## Task description
Repeat only the stretch of lines below that runs from the line with "Locate every instance of the black" through the line with "Locate every instance of the finger", unaltered.
====== Data records
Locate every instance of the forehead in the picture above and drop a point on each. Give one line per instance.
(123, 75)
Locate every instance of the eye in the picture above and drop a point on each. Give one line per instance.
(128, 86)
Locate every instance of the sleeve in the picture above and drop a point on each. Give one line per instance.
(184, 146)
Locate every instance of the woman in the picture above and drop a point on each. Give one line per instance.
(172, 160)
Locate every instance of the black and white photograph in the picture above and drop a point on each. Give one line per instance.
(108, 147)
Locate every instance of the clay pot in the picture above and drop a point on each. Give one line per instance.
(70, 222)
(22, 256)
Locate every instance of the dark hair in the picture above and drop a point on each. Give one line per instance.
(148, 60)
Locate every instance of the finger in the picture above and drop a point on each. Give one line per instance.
============
====== Data records
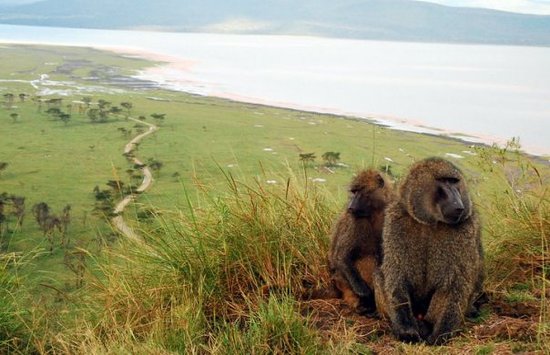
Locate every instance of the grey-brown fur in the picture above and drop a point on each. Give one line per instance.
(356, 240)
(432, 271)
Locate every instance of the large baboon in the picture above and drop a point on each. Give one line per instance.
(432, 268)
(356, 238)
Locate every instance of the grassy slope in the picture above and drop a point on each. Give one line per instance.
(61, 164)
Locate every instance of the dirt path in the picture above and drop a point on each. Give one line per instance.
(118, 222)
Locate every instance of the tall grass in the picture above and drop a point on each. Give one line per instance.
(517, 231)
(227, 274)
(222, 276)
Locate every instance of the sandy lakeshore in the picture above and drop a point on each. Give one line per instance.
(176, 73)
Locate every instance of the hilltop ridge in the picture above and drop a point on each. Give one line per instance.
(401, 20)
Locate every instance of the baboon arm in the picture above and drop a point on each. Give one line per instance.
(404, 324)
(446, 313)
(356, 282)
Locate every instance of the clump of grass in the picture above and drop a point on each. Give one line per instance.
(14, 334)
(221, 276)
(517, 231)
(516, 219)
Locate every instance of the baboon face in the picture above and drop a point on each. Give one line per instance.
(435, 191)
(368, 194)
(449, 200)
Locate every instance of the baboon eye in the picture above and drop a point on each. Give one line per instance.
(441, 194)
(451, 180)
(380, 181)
============
## Answer below
Locate every instance of the black and white photograph in the picture above and drop a point on each. Give one line per instance.
(108, 147)
Locate every instance of the clay pot in the picture above and drop a point on each. Give one line per instance.
(70, 222)
(22, 256)
Locate every instance of the dark hair in the picture above and drop a point on each. Give one line per instance.
(148, 60)
Locate every instance of the finger in the picture above and drop a point on each. Give one line per instance.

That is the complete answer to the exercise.